This is me studying, pacing myself and listening to beautiful music.
This is me realizing the outcome having little effect and hopefully making sure it causes an effect.


I'm going left.

Monday, November 28, 2011

Free Write: Anx

I cannot stress this enough. I miss my brother. I miss my mom. I miss my dad. I want to run back home and leave college behind because obviously it isn't working out. I want to fall asleep on my dad's big belly while he reads me some greek literature. I want my mom to hold my hand while my anxiety attacks go crazy. And from my brother? I'm not even sure. I just miss his presence. It's been so long since we've hung out that it feels like years. I want the old times. I want to have my brother teaching me how to skate. I want some tender moment with my brother, but that's hard.
I miss my family. I want them near me. I want them yelling at me, pushing me to be better. I want them nagging at me for leaving the light on. I want them complaining about my attitude. I want them near me.
And I for some reason I don't deserve to go home. I don't deserve their company. I've been lying to them since day one. Thing's aren't "ok". They aren't "alright".
Fuck I miss them so much.
-ChesterYaYa

Sunday, November 27, 2011

Free Write: Go Left

I read somewhere that when nothing goes right, you should go left.
I'm going left.
-ChesterYaYa
To know me as hardly golden is to know me all wrong.

Friday, November 25, 2011

This will be my response when confronted with a monster

Of course without the smoking part.

My home

As I sit, hearing you complain about the length of this song, I am comforted by the idea that somewhere, you do not exist.
That place is my home.
There I don't suffer from your intrusions.
The only thing that could possibly intrude, is a happy thought
or a butterfly.
That is my home,
and once you cease your rapping, I will escape to my home.

Thursday, November 24, 2011

"Call me a safe bet. I'm betting I'm not."
         -Brand New

Tuesday, November 22, 2011

Why I Hate My Birthday

Because things go wrong on my birthday.
Because everybody forgets my birthday.
Because those who do remember are "notified".
Because deep down I want to have a great birthday were all the people I care about come over to my house and bring me gifts and love, a birthday were I am not forgotten and were I can have fun, a birthday were people actually care about me and aren't just there to "kill time".
Because deep down I want to have a great day but my hopes are so high that they literally kill me.
I hate my birthday
and it's partially my fault.

•••••

• _TASK TO CARRY OUT_: In the blog posts, why does the writer feel undeserving of going home and of the family's company? Answer in one to three sentences.

• _DATASET EXTRACT_:
•••••

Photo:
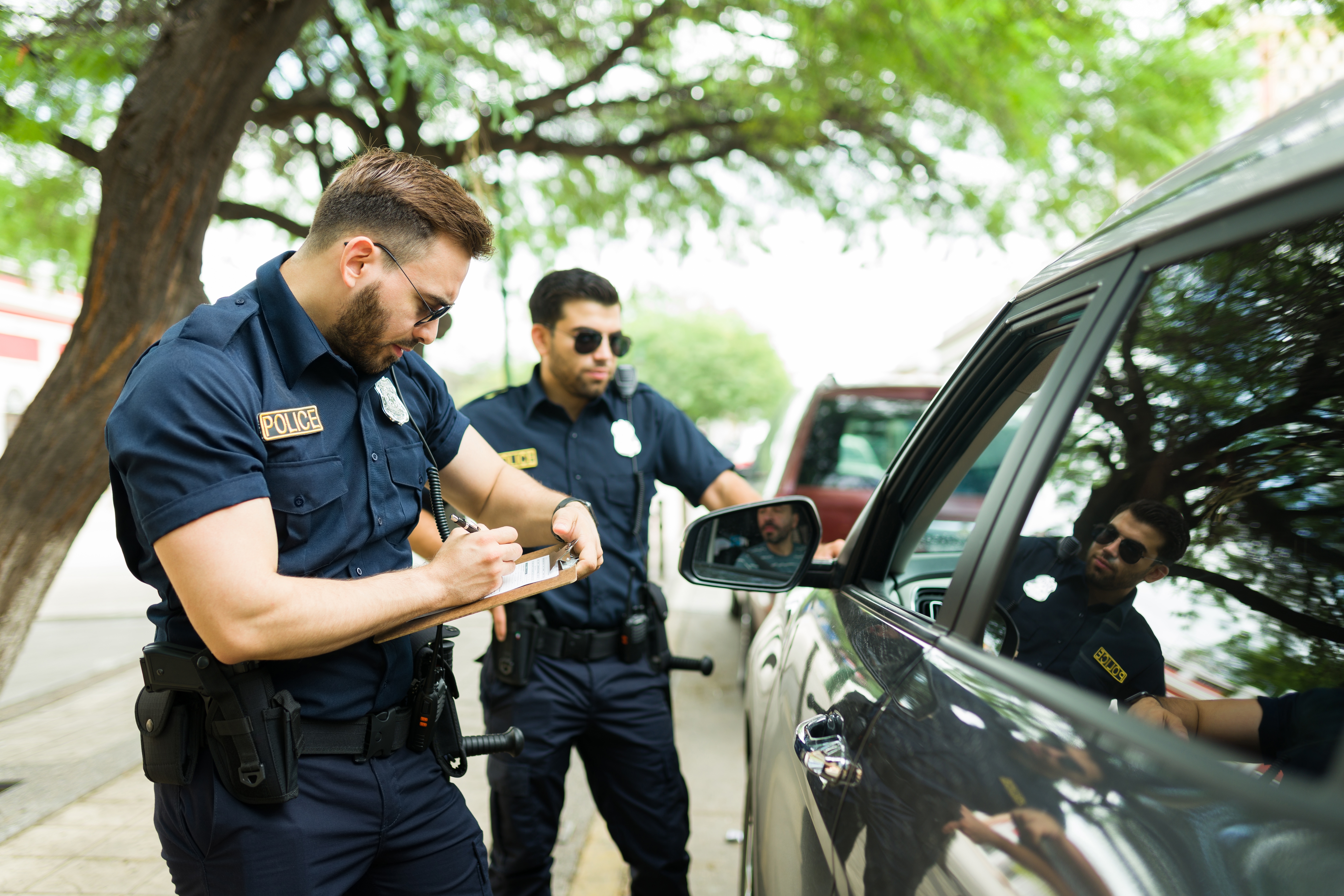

•••••

• _EXERCISE OUTPUT_: The writer has been lying to the family since day one. Things aren't "ok" or "alright," even though that is what the writer has been telling them.